(What to do): Extend the blog post below about Parma F.C.'s financial collapse, writing on from its final sentence.

START Selected passage

Saturday, February 28, 2015

Quick Misses

Robert Indiana was off by a letter
NO time for an intro. To the buzzard points!

• Think your team is having a bad year? Parma F.C. is have a worse one. The club currently sit bottom of the table of Italian Serie A with only 10 points from 23 matches, and have had to postpone their past two matches because they are broke. Their home match with Udinese was scrapped because the club couldn’t afford to pay for the electricity and security at their home football grounds. Faced with playing a game behind closed doors in a browned-out stadium, players from both clubs balked. This past Friday’s match with Genoa was postponed as well – there was no money available to pay for the travel and lodging. The players were planning, at first, to drive to Genoa in their own cars, or hitch a ride on a coach hired by some traveling club supporters, and a $22,000 advance from a sponsor appeared to have been hastily arranged to cover the costs. But the players finally decided they’d had enough, and threatened to strike in protest of the failure to have the club’s tenuous, and quite ludicrous, financial situation resolved.

Parma F.C. are Friends of The Lose. These guys are awesome. These guys need some love.
That, and a paycheque. Pay them, for heaven’s sake!
Parma F.C. are on their third ownership group already this season. They qualified for European play last season, only to be denied their place (and the accompanying revenue such games generate) because the owner had failed to turn over payroll taxes in a timely fashion. The club was sold to a Russian-Cypriot conglomerate, which then flipped it to an Italian businessman who purchased the club for €1 after he agreed to pay off €100 million in club debt – which, of course, hasn’t happened. Yes, somehow the Italian FA allowed a guy to waltz in and buy a club for €1. To the surprise of absolutely no one, whatever money was  supposed to be there hasn’t turned up. An administration hearing is set for Mar. 19, club property has been seized for auction by local authorities, and the players haven’t been paid all season.
Read that again. The players haven’t been paid all season. The Italian Players Association are, suffice to say, not amused. All Serie A games are starting 15 minutes late this weekend in protest. One of the golden rules of The Lose states that in any dispute involving soccer players and wages, the players are always right. The game is a bastion of shysters and would-be kingpins and tycoons. Far too many owners have far too many delusions of grandeur while being wofully undercapitalized as they attempt to compete in an arena where the cost of doing business is often determined for you by the actions of other clubs. There are megaclubs which serve as idle playthings for the preposterously rich, for whom money is no object, and even some of the game’s most storied clubs have wound up drowning themselves in red ink while vainly attempting to keep pace – the most notable in that category being Rangers, who have spent the past three seasons working their way back up through the Scottish league system after going bankrupt and being relegated to the fourth division.

END Selected passage
START Dataset content

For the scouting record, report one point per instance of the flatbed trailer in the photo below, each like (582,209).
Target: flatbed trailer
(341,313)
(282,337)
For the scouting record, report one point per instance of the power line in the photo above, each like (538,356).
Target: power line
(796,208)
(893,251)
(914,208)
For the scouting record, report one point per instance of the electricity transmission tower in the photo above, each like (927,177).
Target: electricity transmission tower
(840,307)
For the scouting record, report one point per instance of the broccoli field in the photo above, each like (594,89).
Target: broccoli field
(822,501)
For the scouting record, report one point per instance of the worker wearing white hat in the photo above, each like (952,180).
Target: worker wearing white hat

END Dataset content
START Dataset content

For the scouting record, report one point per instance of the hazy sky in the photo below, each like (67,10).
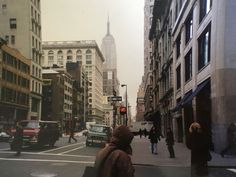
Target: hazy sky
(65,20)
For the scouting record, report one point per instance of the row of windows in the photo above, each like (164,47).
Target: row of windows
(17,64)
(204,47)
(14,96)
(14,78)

END Dataset content
START Dataset content

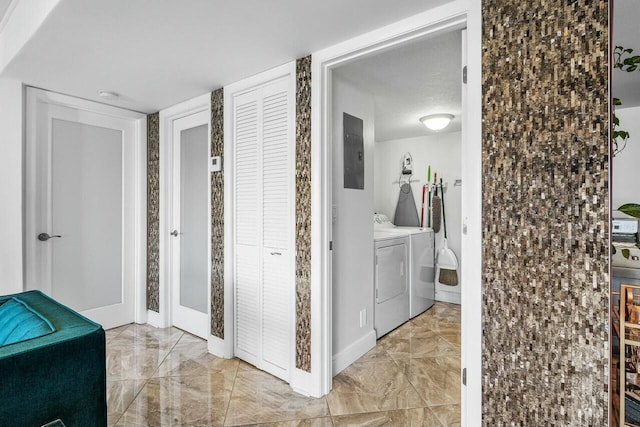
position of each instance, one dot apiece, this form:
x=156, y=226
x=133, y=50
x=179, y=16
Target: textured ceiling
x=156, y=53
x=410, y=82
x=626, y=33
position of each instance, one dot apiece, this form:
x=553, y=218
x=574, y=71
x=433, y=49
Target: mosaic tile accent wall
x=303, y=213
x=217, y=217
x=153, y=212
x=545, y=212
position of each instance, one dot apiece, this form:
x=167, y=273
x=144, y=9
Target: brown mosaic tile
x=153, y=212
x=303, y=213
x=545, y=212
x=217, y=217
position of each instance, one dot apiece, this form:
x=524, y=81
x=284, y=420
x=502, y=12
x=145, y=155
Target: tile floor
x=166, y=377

END Dataset content

(Answer to this exercise):
It’s all an utterly impossible mess which can’t possibly end well – although sadly, for Parma F.C., there is precedent in this, as they were under administration from Italian authorities from 2003-2007. The club was a beacon of attractive play in the otherwise defensive and grey Serie A of the 1990s, winning several European trophies at the time, but their fate was inexorably tied to their parent company Parmalat, the Italian dairy conglomerate that decided to try their hand at derivates trading and other fraudulent acts and wound up becoming the largest bankruptcy in European history.
Amazingly, the club’s players have tried to maintain some sort of professionalism and dignity through all of this. Given all they’ve had to put up with this year, it’s somewhat remarkable Parma has taken any points at all, much less 10. Actually, they took 11, but the club was docked a point for not paying the players. Pretty stiff penalty, that one. No wonder the players blamed the Italian FA’s “lack of interest” in refusing to play this weekend. Pay the players! Seriously. Pay these guys already, and/or let them find work elsewhere. They’ve more than fulfilled their contractual obligations. The FA says they can’t do anything until the club enters administration. In the meantime, other Serie A clubs have contemplated trying to find a way to run the club for the rest of the season, in part because having a club go out of business in the middle of the season makes a mess of the standings and the schedule. Pay the players! Free Parma F.C.! Enough of this nonsense.

• And now for something completely different, I give you the New York Knicks:


The actual ESPN play-by-play of this was “Alexey Shved misses 6-foot.” Note absence of the words ‘shot’ and ‘pass.’ I’m not sure what this was, but the likes of it has never been seen in an NBA arena before.

• I’ve never seen so many confounding, head-scratching trades all at once as I saw at the NBA’s trading deadline. I would have better luck explaining Quantum Physics than I would trying to explaining all of those deals. The Warriors wisely made no changes at the deadline, as their front office brass likely got on the phone with some other NBA GMs, decided that everyone on the other end of the line was cuckoo bananas, and promptly put down the phone and sent all the ensuing calls straight to voicemail. Deals in the NBA are almost all inherently, laughably lopsided in this day and age, given that the considerations are almost entirely driven by cap and contract considerations, and thus deals are being made from a position of significant weakness. It was pretty apparent that a good number of franchises involved in the wheeling and dealing were doing so for the purposes of essentially giving up on the season. It speaks to just how cool the game of basketball is that so many fans will still actually turn up to watch games even though their team has basically decided to throw in the towel.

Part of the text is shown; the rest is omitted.